▼

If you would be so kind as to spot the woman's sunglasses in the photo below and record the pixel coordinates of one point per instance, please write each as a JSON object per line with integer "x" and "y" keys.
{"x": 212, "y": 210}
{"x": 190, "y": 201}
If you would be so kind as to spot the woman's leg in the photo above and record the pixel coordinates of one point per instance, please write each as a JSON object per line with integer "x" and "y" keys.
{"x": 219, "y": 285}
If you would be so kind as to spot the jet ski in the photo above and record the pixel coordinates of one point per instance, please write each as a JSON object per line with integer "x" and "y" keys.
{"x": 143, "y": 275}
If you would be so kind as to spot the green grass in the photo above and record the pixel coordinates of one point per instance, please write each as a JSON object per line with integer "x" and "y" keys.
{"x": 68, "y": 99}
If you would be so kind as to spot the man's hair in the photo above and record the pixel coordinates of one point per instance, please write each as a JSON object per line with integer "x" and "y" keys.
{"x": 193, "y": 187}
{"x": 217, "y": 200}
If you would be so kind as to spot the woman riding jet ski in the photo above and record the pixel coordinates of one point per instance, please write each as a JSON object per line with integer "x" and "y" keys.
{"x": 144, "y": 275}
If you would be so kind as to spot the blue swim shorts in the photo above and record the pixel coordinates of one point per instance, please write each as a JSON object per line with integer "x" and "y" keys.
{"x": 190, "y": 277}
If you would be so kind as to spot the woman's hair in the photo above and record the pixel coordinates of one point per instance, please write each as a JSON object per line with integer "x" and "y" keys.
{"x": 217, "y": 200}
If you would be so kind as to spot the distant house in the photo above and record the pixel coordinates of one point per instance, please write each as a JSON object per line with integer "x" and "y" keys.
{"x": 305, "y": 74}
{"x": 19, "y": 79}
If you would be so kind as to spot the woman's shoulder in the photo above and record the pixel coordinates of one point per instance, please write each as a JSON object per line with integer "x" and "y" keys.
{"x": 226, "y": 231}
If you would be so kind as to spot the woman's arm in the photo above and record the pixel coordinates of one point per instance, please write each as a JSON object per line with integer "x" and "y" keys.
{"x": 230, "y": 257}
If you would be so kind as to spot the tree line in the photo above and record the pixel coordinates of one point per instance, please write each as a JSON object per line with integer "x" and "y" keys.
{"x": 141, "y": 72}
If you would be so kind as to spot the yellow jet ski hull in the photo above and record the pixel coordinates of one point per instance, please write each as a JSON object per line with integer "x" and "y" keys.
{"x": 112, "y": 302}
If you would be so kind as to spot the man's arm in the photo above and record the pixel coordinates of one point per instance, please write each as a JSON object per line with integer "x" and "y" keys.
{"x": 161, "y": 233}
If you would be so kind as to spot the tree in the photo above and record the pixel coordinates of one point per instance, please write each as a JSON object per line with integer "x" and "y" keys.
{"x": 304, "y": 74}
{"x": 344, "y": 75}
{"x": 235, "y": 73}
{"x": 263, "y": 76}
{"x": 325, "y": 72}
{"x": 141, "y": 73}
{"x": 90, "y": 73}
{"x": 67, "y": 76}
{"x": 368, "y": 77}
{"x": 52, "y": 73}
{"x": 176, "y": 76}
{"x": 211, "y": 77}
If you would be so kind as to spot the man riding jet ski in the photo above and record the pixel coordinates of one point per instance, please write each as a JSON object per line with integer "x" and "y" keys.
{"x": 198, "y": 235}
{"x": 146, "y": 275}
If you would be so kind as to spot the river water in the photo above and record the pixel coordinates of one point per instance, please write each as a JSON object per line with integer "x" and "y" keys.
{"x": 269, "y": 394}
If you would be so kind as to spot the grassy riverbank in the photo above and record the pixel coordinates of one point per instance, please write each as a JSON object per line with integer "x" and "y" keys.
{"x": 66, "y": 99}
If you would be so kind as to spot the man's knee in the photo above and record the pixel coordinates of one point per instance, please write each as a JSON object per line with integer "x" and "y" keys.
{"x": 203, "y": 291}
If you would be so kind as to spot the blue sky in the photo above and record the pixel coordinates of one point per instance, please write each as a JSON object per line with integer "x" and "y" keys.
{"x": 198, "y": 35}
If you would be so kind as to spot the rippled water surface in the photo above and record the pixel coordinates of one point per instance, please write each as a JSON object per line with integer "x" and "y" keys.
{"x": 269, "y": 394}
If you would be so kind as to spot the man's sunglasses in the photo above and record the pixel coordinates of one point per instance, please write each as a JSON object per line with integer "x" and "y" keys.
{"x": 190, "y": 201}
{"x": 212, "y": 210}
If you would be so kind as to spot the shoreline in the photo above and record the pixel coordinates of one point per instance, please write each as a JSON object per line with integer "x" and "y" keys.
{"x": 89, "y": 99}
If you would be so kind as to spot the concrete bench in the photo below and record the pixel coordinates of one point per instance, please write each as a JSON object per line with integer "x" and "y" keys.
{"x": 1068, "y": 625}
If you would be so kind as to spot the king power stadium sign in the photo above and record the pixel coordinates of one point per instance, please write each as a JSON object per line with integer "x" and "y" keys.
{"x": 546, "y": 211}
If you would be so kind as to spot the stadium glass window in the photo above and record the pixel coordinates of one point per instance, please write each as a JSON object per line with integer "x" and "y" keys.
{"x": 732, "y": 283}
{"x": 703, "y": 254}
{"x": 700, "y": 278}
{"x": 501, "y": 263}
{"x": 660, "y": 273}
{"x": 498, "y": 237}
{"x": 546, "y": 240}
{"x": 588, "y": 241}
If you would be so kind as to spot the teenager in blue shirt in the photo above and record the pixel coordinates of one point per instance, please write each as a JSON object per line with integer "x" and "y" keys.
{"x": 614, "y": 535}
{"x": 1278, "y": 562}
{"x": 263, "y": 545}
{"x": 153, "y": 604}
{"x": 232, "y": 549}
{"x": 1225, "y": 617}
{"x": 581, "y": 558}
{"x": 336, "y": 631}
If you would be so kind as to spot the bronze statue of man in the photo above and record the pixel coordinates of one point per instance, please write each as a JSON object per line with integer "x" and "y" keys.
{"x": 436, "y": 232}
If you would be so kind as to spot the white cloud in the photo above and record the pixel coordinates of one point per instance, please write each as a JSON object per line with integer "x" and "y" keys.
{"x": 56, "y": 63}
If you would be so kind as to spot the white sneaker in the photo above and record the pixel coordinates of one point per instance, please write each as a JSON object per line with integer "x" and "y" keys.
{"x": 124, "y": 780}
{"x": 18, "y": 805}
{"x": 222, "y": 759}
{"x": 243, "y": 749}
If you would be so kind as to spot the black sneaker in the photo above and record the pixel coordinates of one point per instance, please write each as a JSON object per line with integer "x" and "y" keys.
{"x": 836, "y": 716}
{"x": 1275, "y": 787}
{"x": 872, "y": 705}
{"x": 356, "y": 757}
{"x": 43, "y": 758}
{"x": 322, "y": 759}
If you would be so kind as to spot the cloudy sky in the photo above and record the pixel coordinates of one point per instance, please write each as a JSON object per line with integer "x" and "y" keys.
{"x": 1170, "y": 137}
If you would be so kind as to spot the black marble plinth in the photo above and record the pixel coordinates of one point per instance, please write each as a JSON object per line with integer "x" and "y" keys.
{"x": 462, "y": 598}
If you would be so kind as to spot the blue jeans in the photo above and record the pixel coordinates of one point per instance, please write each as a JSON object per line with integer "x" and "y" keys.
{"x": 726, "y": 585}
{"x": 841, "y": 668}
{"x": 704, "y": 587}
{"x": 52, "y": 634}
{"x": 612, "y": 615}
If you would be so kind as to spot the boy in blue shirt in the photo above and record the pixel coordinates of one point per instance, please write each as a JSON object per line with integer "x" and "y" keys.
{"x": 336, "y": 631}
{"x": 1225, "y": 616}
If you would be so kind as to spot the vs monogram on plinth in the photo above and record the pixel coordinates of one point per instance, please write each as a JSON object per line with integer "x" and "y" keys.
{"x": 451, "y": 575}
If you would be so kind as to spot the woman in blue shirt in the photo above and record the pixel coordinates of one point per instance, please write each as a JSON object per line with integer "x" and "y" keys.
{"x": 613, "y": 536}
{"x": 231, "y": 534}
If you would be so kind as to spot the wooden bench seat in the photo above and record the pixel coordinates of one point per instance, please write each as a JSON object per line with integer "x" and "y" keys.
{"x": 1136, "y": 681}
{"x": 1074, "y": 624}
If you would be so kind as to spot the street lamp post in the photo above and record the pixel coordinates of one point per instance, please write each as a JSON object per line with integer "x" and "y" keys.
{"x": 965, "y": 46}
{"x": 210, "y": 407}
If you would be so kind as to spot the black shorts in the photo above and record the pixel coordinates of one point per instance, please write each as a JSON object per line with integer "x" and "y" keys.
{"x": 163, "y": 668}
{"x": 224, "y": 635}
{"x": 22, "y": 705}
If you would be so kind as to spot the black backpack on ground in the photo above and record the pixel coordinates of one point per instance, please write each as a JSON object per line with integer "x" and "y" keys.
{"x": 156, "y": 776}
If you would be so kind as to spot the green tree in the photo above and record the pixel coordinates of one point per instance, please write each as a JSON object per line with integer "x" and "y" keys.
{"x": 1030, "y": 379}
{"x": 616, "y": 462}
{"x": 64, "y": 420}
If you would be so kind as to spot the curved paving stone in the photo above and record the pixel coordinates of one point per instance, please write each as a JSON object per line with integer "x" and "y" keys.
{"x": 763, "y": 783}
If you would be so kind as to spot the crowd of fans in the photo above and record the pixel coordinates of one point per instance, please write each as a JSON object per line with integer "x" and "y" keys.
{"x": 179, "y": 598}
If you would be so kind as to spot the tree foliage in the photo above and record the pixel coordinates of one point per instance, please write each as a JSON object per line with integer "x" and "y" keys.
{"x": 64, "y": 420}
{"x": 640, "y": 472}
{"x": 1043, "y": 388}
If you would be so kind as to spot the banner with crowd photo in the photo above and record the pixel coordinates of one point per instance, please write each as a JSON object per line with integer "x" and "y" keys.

▲

> **Task requirements**: Lines from the one containing "the black shorts" through the final line are to be given again verbatim, with nothing before or after.

> **Expected output**:
If you would be so kind as to spot the black shorts in the photo above and record the pixel coordinates of one point per instance, please write each as a JSON object per line with integer "x" and "y" keys.
{"x": 163, "y": 668}
{"x": 224, "y": 635}
{"x": 22, "y": 705}
If you would be so kind as to spot the black backpack on ground in the photo above and record the pixel coordinates of one point per instance, please write each as a JSON object per line with integer "x" and "y" keys.
{"x": 156, "y": 776}
If you would be so kind as to spot the green tree in the photo above and record the pixel coordinates of one point per instance, please write each as a JSON object per line with integer "x" and "y" keys.
{"x": 1030, "y": 379}
{"x": 616, "y": 462}
{"x": 64, "y": 420}
If you would be so kind as to spot the curved paving stone in the photo above and record the pixel coordinates of one point per instance, please write each as a JSON object per line with integer "x" and "y" keys.
{"x": 763, "y": 783}
If you would be so kind as to spot the crowd of fans in the photo above and record the pixel coordinates of one point per instance, please write each as a JSON object per line with integer "x" and "y" keys.
{"x": 179, "y": 598}
If you would be so kind as to spot the tree foliage in the photo above and record the pixel coordinates of one point per instance, please write each as a JSON object per line with integer "x" and "y" keys.
{"x": 64, "y": 420}
{"x": 640, "y": 472}
{"x": 1043, "y": 388}
If you would be so kind as to spot the banner with crowd photo in the photo above and record the pixel coordinates of one point per instance, please write each as a JSON object per line with integer "x" and "y" keys.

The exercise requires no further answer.